Position identification records:
___
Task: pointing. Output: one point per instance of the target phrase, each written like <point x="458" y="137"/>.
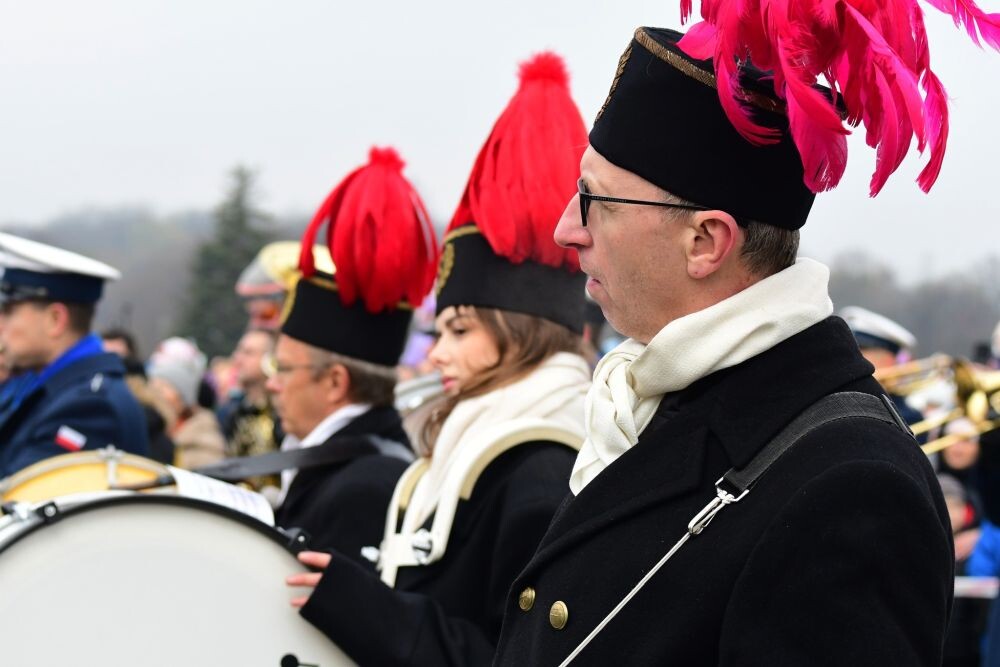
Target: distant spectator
<point x="968" y="617"/>
<point x="176" y="371"/>
<point x="248" y="418"/>
<point x="121" y="342"/>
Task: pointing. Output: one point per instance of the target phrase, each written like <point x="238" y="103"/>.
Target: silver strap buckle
<point x="705" y="516"/>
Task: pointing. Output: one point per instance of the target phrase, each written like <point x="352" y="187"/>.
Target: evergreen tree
<point x="213" y="315"/>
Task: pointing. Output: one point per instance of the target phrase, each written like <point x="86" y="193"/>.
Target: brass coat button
<point x="527" y="599"/>
<point x="559" y="615"/>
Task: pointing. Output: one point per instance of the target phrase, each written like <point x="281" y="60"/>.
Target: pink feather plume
<point x="380" y="236"/>
<point x="874" y="54"/>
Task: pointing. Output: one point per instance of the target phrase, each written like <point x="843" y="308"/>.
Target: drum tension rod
<point x="298" y="539"/>
<point x="48" y="513"/>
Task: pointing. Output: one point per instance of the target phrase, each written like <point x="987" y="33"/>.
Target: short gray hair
<point x="767" y="249"/>
<point x="370" y="383"/>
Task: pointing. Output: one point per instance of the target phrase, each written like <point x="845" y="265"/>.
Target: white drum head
<point x="152" y="581"/>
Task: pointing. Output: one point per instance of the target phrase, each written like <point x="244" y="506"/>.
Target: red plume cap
<point x="874" y="54"/>
<point x="527" y="170"/>
<point x="380" y="237"/>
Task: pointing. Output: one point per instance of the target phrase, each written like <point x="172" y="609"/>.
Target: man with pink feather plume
<point x="746" y="494"/>
<point x="332" y="375"/>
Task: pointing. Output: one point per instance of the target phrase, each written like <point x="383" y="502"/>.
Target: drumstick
<point x="291" y="661"/>
<point x="156" y="483"/>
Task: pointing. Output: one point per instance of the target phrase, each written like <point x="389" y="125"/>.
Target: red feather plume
<point x="874" y="54"/>
<point x="526" y="172"/>
<point x="380" y="236"/>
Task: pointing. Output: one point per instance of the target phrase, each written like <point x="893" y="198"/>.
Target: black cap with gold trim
<point x="499" y="251"/>
<point x="385" y="252"/>
<point x="663" y="121"/>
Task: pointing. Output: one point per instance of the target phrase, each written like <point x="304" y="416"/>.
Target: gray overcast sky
<point x="110" y="102"/>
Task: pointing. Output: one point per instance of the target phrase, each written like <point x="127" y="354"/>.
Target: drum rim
<point x="290" y="543"/>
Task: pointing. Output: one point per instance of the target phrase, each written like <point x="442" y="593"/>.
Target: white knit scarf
<point x="631" y="380"/>
<point x="555" y="391"/>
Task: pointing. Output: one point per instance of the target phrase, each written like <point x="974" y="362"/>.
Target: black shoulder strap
<point x="335" y="450"/>
<point x="843" y="405"/>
___
▸ **Given exercise**: Restate the whole of the material word for word without the pictures.

▸ **Result for this task**:
Task: pointing. Output: one point per instance of the target phrase, each written like <point x="458" y="137"/>.
Target: distant spectator
<point x="968" y="617"/>
<point x="176" y="371"/>
<point x="248" y="418"/>
<point x="121" y="342"/>
Task: pointing. Output: one point per instance of the target phrase, each written like <point x="238" y="103"/>.
Target: silver strap buckle
<point x="705" y="516"/>
Task: pointing. Output: one point per instance of the target phrase, each written like <point x="352" y="187"/>.
Target: evergreen tree
<point x="213" y="315"/>
Task: pointing. Output: one point per instance of the target phrase, each written like <point x="86" y="193"/>.
Target: brass coat button
<point x="527" y="599"/>
<point x="559" y="615"/>
Task: pointing. Output: one point per instance of the target phrase, each written like <point x="281" y="60"/>.
Target: pink feather plume
<point x="380" y="236"/>
<point x="874" y="54"/>
Task: pointing. Output: one point per instance of the target phrase, each written like <point x="843" y="308"/>.
Target: drum tension rod
<point x="298" y="539"/>
<point x="48" y="513"/>
Task: pointing. Output: one point per instance of the target phrase, each written like <point x="987" y="33"/>.
Target: short gray hair
<point x="767" y="249"/>
<point x="370" y="383"/>
Task: pointing. Output: one point per instance of the target phrase, each written like <point x="845" y="265"/>.
Target: white drum head
<point x="152" y="581"/>
Task: pointing. Output: one point per instance of the target phrase, each written like <point x="244" y="506"/>.
Target: red plume cap
<point x="874" y="54"/>
<point x="527" y="170"/>
<point x="380" y="237"/>
Task: pointing. Output: one point per instance of the target phrase, each written like <point x="172" y="609"/>.
Target: man with pink feather plume
<point x="746" y="494"/>
<point x="332" y="375"/>
Task: pointing. Output: one point per instance of the target phrase, each written like <point x="383" y="502"/>.
Target: drumstick
<point x="291" y="661"/>
<point x="156" y="483"/>
Task: pointing. Output: one point per instance of the target phrase, each written like <point x="389" y="125"/>.
Target: red feather plume
<point x="874" y="54"/>
<point x="526" y="172"/>
<point x="380" y="236"/>
Task: pointing. Output: one point per instance of the target phrase, each written like <point x="893" y="198"/>.
Target: black cap with gold trim
<point x="499" y="251"/>
<point x="385" y="252"/>
<point x="663" y="121"/>
Task: pointing. Output: one point per instance of the target phrase, each written like <point x="304" y="416"/>.
Target: gray overcast sky
<point x="110" y="102"/>
Task: pointing. Output: one point per instance of the target phrase, each written like <point x="127" y="354"/>.
Target: drum rim
<point x="290" y="543"/>
Task: pointing. Output: one point per instance of the target phrase, each written like <point x="442" y="593"/>.
Target: white knit scarf
<point x="631" y="380"/>
<point x="555" y="391"/>
Task: pointing. Output: one point per instance of the target phrase, each written like <point x="974" y="362"/>.
Target: black shoulder strap
<point x="335" y="450"/>
<point x="843" y="405"/>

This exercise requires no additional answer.